Action item
Filter the entries below down to the lines that hold "blue".
Records provided: Begin
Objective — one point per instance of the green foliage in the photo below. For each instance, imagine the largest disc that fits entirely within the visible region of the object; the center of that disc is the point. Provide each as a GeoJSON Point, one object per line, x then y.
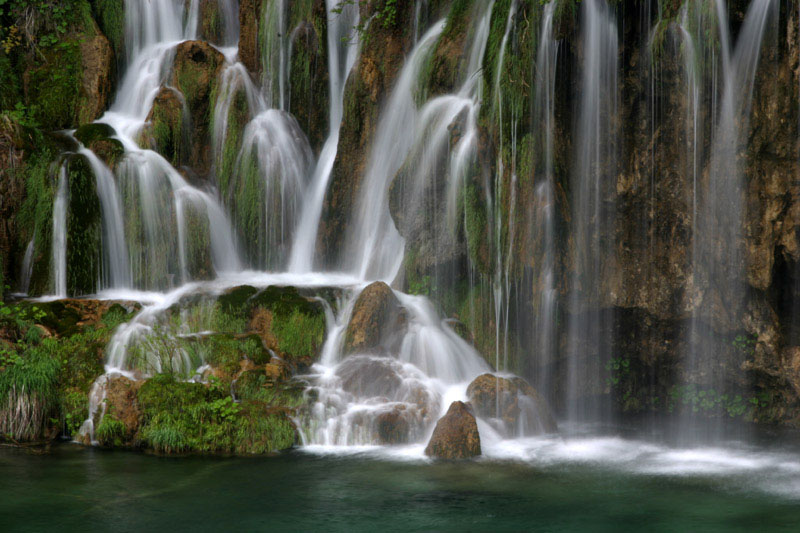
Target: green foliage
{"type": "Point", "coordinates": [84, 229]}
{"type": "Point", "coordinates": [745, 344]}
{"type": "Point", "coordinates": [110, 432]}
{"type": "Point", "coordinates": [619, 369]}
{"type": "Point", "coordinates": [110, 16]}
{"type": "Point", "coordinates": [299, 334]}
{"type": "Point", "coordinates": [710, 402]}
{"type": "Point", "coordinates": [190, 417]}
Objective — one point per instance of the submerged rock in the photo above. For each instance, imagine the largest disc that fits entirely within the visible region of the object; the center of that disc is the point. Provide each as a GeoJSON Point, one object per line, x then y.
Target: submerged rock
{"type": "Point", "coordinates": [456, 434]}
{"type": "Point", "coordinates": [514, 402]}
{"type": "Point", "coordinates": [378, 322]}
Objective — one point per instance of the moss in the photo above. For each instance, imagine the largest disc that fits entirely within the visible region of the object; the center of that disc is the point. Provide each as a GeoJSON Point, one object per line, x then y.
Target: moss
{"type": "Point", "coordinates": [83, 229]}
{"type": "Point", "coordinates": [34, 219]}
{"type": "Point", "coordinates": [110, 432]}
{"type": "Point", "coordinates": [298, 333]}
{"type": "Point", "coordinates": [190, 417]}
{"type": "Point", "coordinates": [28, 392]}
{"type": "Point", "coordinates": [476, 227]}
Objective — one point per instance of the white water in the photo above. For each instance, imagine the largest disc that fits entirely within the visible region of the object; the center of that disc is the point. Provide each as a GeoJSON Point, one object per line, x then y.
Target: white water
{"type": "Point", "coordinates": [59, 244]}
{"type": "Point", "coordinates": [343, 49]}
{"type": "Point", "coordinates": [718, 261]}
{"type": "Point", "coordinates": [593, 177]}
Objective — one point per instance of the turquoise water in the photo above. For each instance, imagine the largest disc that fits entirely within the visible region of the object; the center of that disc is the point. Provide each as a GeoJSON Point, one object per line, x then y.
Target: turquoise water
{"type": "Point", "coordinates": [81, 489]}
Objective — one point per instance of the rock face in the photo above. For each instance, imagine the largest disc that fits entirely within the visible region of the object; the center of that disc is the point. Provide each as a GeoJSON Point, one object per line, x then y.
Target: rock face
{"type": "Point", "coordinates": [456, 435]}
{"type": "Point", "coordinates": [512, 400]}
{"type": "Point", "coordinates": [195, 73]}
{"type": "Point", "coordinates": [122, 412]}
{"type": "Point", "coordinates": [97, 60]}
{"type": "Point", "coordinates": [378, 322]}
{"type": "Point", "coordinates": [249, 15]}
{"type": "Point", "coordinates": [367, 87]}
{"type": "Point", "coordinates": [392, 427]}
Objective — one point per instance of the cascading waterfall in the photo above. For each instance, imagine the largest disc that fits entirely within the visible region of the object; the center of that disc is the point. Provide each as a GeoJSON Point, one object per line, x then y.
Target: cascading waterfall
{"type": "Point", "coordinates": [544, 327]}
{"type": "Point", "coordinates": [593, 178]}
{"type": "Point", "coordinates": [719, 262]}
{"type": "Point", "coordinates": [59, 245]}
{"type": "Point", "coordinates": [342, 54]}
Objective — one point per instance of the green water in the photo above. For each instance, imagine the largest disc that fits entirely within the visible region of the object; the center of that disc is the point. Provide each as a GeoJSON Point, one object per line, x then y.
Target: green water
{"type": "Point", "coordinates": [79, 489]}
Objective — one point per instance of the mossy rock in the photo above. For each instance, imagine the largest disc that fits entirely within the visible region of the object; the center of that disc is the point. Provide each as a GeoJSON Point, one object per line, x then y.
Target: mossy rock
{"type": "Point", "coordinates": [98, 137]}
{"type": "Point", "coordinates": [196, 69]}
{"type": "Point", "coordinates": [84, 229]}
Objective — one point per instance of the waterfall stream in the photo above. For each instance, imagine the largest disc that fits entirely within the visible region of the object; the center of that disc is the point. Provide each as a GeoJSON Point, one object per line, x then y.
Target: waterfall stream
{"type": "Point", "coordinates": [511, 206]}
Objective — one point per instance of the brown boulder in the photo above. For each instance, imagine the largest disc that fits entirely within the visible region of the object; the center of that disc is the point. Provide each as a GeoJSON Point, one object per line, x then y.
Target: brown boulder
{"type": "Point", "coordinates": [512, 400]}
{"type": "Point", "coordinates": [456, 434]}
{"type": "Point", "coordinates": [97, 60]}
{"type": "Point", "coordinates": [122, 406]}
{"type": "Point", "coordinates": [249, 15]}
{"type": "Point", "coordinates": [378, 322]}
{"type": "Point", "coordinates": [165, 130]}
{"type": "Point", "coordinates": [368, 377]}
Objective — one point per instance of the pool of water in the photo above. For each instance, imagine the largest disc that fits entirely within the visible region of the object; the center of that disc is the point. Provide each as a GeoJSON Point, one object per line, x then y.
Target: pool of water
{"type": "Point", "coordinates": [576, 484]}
Records provided: End
Records provided: Begin
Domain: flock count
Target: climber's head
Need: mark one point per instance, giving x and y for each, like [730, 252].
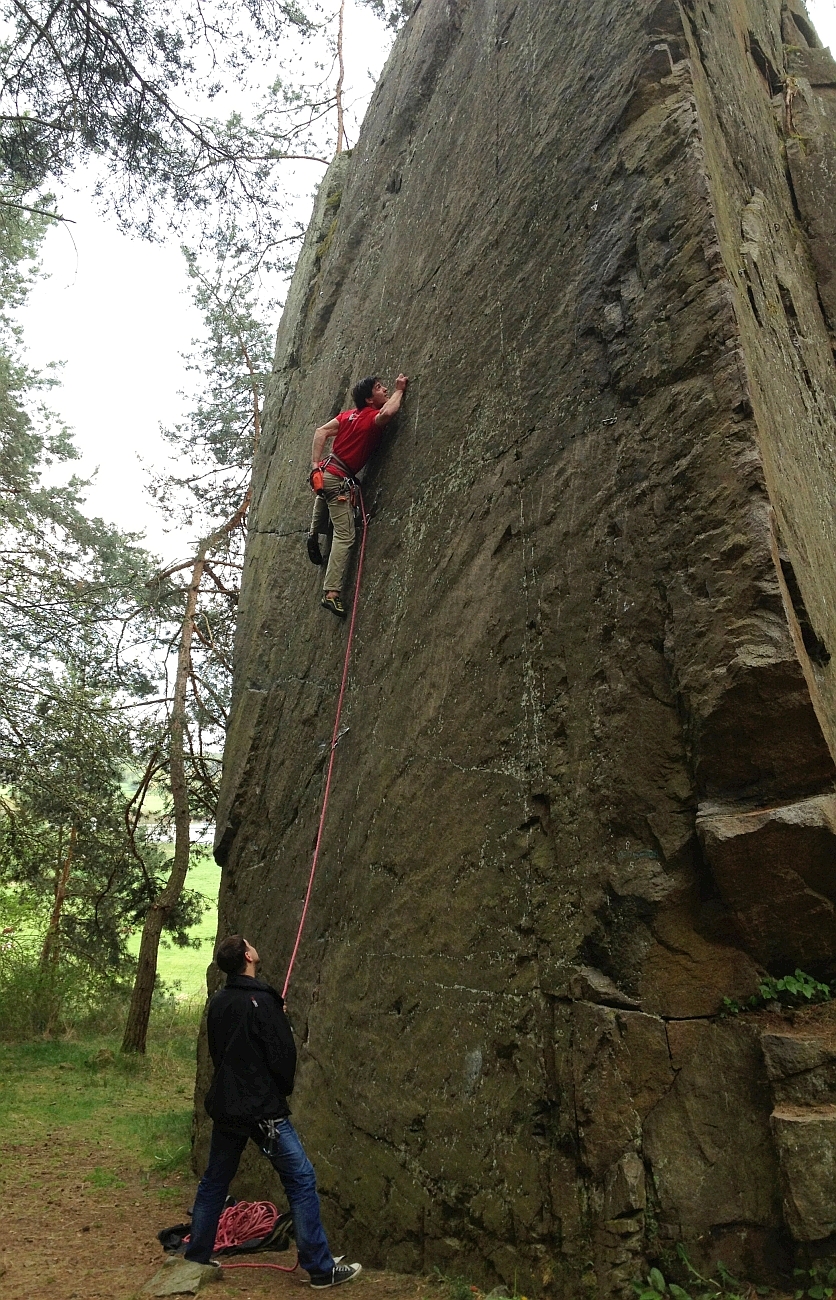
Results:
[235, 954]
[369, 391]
Records provided: End
Records provided: Begin
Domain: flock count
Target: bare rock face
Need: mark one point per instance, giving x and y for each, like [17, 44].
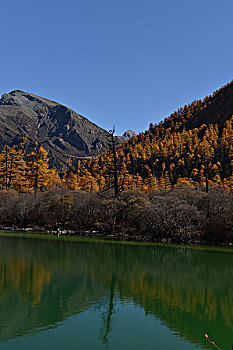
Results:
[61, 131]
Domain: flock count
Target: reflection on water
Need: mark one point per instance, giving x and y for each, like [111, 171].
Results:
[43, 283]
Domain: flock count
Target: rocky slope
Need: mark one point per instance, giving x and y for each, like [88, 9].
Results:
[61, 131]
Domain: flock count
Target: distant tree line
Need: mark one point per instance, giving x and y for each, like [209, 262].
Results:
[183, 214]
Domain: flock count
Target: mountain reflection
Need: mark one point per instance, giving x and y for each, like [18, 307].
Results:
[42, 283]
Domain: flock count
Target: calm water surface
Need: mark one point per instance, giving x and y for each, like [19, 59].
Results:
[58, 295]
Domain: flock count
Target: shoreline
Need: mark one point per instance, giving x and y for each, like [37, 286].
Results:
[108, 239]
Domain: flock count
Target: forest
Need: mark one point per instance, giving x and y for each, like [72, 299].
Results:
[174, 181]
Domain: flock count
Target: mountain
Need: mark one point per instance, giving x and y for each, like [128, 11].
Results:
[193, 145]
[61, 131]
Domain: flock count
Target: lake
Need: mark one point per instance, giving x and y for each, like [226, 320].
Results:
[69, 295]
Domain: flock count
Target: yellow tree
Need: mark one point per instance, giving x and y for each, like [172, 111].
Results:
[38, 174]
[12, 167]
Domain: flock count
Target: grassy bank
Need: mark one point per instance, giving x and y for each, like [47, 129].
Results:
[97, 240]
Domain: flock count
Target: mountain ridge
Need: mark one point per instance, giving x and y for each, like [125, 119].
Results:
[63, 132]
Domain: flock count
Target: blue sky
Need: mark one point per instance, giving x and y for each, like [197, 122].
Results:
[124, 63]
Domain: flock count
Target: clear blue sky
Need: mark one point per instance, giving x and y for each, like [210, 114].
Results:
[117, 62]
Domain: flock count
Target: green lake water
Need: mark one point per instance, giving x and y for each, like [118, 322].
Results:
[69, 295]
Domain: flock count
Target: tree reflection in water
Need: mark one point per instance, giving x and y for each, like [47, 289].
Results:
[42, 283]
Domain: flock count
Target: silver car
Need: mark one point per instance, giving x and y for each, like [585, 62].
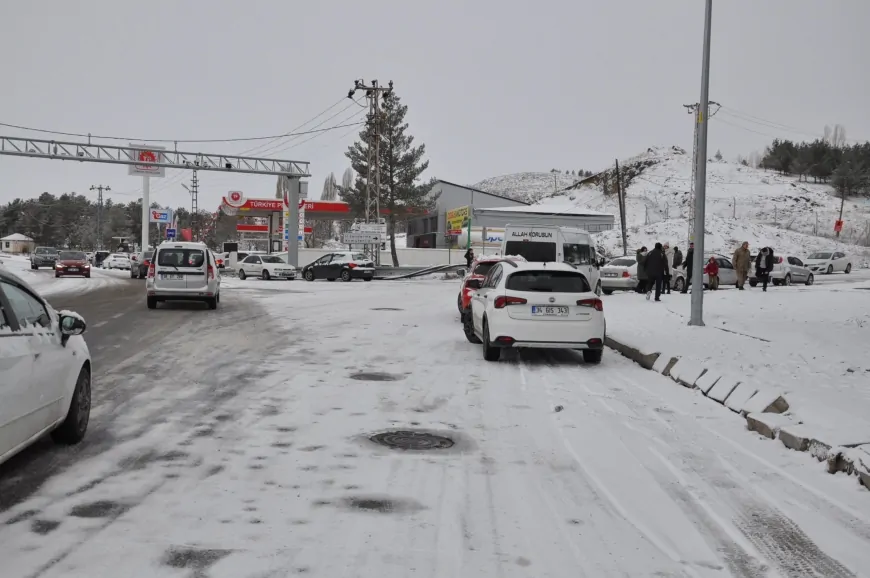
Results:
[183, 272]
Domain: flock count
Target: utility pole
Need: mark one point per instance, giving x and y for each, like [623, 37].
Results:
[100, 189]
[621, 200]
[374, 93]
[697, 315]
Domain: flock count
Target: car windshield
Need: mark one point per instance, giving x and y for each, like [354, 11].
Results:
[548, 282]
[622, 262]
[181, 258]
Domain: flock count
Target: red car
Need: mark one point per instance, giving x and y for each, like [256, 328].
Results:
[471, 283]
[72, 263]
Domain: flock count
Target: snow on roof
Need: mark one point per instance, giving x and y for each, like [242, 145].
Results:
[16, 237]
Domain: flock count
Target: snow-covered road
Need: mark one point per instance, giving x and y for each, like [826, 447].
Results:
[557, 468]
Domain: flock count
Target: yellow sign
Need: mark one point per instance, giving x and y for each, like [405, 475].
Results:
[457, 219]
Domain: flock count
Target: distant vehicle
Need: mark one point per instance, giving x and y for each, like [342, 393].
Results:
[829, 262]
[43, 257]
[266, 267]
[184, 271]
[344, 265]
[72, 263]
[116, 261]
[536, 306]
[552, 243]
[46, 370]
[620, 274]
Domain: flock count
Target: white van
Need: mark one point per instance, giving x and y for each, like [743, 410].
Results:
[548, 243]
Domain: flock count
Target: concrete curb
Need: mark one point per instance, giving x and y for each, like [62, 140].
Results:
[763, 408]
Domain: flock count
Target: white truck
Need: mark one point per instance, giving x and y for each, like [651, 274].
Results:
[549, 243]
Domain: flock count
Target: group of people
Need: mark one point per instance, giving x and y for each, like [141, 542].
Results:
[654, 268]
Records provided: End
Task result
Target: blue sky
Target: clear blue sky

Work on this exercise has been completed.